Go through the listing below and keep only the lines that contain the word "supply", copying each one unchanged.

___ LISTED ENTRIES ___

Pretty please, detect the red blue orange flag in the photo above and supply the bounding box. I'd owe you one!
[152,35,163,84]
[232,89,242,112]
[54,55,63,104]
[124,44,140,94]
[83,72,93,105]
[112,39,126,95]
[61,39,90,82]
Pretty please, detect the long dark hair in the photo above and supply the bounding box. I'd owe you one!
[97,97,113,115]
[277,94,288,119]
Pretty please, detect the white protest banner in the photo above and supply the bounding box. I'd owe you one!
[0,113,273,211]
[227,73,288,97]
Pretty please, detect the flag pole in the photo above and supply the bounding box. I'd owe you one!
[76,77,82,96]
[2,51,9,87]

___

• _SOLVED EXERCISE_
Pretty please, detect the red blue orange flag in the photo above and supply the bounding box. I'd owe you one!
Pretty please, detect the long dark hair in the photo above and supply the bounding box. I'd owe you one!
Pretty please, detect the white protest banner in the photo above and supply the bounding box. I'd owe you one!
Pretty please, detect the flag pole in the photo above and supply the bounding box. I'd owe you one!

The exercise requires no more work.